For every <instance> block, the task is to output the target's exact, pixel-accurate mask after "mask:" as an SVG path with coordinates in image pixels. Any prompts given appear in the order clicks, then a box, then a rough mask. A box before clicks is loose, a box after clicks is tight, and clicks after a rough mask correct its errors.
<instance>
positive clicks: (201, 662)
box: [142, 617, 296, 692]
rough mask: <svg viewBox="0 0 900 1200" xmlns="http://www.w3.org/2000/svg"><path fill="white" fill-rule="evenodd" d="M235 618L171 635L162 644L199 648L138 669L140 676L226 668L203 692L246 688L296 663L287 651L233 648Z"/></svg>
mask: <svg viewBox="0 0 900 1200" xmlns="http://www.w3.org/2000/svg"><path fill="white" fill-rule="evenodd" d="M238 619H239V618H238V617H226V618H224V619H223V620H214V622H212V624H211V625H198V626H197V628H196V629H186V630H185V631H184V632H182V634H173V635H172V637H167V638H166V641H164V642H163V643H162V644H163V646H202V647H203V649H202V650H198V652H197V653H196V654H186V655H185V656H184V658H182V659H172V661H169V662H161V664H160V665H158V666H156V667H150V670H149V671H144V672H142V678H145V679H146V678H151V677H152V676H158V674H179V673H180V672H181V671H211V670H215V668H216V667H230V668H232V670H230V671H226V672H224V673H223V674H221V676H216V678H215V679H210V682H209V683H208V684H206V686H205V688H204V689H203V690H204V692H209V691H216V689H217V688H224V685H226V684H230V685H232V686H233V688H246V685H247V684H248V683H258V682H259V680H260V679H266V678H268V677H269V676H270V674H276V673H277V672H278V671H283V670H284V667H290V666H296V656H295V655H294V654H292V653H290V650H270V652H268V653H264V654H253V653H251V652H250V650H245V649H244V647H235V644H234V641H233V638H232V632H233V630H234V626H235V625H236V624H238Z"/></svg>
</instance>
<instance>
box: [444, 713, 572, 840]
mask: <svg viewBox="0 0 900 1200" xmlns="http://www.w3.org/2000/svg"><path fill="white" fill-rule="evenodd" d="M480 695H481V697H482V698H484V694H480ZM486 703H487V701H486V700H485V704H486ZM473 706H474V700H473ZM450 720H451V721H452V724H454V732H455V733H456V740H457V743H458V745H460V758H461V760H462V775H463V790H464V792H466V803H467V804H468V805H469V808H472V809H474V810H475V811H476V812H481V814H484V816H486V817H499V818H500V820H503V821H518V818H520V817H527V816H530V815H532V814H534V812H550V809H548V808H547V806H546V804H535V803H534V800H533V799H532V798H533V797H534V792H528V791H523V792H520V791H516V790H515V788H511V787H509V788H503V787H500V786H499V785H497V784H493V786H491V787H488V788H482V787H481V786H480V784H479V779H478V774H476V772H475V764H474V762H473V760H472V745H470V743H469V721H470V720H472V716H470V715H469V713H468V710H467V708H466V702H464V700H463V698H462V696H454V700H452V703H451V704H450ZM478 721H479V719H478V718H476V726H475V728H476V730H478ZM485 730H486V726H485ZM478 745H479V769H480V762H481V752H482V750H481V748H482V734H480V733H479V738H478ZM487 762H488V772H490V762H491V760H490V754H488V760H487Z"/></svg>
········
** Deine Aufgabe **
Gib das gesamte Material oben bitte Zeile für Zeile zeichengenau wieder.

** Lösung **
For every <instance> block, the task is to output the target's exact, pixel-accurate mask after "mask:" as an SVG path with coordinates in image pixels. Any prompts given appear in the order clicks, then a box, then a rough mask. A box before clicks is loose, a box after clicks is tight, and clicks after a rough mask correct its errors.
<instance>
positive clicks: (201, 662)
box: [142, 617, 296, 692]
rough mask: <svg viewBox="0 0 900 1200" xmlns="http://www.w3.org/2000/svg"><path fill="white" fill-rule="evenodd" d="M235 618L171 635L162 644L199 648L138 669L140 676L226 668L203 692L246 688L296 663L287 651L233 648Z"/></svg>
mask: <svg viewBox="0 0 900 1200" xmlns="http://www.w3.org/2000/svg"><path fill="white" fill-rule="evenodd" d="M238 619H239V618H238V617H226V618H224V619H223V620H214V622H212V624H211V625H198V626H197V628H196V629H186V630H185V631H184V632H182V634H173V635H172V637H167V638H166V641H164V642H163V643H162V644H163V646H202V647H203V649H202V650H198V652H197V653H196V654H186V655H185V656H184V658H182V659H172V661H169V662H161V664H160V665H158V666H156V667H150V670H149V671H144V672H142V678H145V679H146V678H151V677H152V676H158V674H179V673H180V672H181V671H211V670H215V668H216V667H230V668H232V670H230V671H226V672H224V673H223V674H221V676H216V678H215V679H210V682H209V683H208V684H206V686H205V688H204V689H203V690H204V692H209V691H216V689H217V688H224V685H226V684H230V685H232V686H233V688H246V685H247V684H248V683H258V682H259V680H260V679H266V678H268V677H269V676H270V674H276V673H277V672H278V671H283V670H284V667H290V666H296V656H295V655H294V654H292V653H290V650H270V652H268V653H264V654H253V653H251V652H250V650H245V649H244V647H235V644H234V641H233V638H232V632H233V630H234V626H235V625H236V624H238Z"/></svg>
</instance>
<instance>
box: [444, 713, 572, 840]
mask: <svg viewBox="0 0 900 1200" xmlns="http://www.w3.org/2000/svg"><path fill="white" fill-rule="evenodd" d="M480 695H481V697H482V698H484V694H480ZM486 703H487V701H486V700H485V704H486ZM473 706H474V700H473ZM450 720H451V721H452V724H454V732H455V733H456V740H457V743H458V745H460V758H461V760H462V775H463V790H464V792H466V803H467V804H468V805H469V808H472V809H474V810H475V811H476V812H481V814H484V816H486V817H499V818H500V820H503V821H518V818H520V817H527V816H530V815H532V814H534V812H550V809H548V808H547V806H546V804H535V803H534V800H533V799H532V798H533V797H534V792H528V791H523V792H520V791H516V790H515V788H511V787H509V788H503V787H500V786H499V785H497V784H493V786H491V787H488V788H482V787H481V786H480V784H479V779H478V774H476V772H475V764H474V762H473V760H472V745H470V743H469V721H470V720H472V716H470V715H469V713H468V710H467V708H466V702H464V700H463V698H462V696H454V700H452V703H451V704H450ZM478 721H479V719H478V718H476V726H475V728H476V730H478ZM485 730H486V726H485ZM478 745H479V769H480V762H481V752H482V750H481V748H482V734H480V733H479V738H478ZM487 762H488V772H490V762H491V760H490V754H488V760H487Z"/></svg>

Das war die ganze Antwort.